**MATERIAL TO PROCESS:**
--------

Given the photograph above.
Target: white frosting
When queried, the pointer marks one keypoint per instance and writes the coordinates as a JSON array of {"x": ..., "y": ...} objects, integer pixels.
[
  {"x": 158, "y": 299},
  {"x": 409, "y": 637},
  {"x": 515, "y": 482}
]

--------

**TASK GOAL:**
Reproduce the material above, replacing "white frosting" with "vanilla icing" and leaving everything else unchanged.

**SOLUTION FOR THIS EXERCISE:**
Given the photograph above.
Target: vanilla icing
When queried, the pointer marks one keypoint per instance and writes the coordinates as a JSON array of {"x": ..., "y": ...} objects, integer pixels.
[
  {"x": 158, "y": 299},
  {"x": 409, "y": 637},
  {"x": 515, "y": 482}
]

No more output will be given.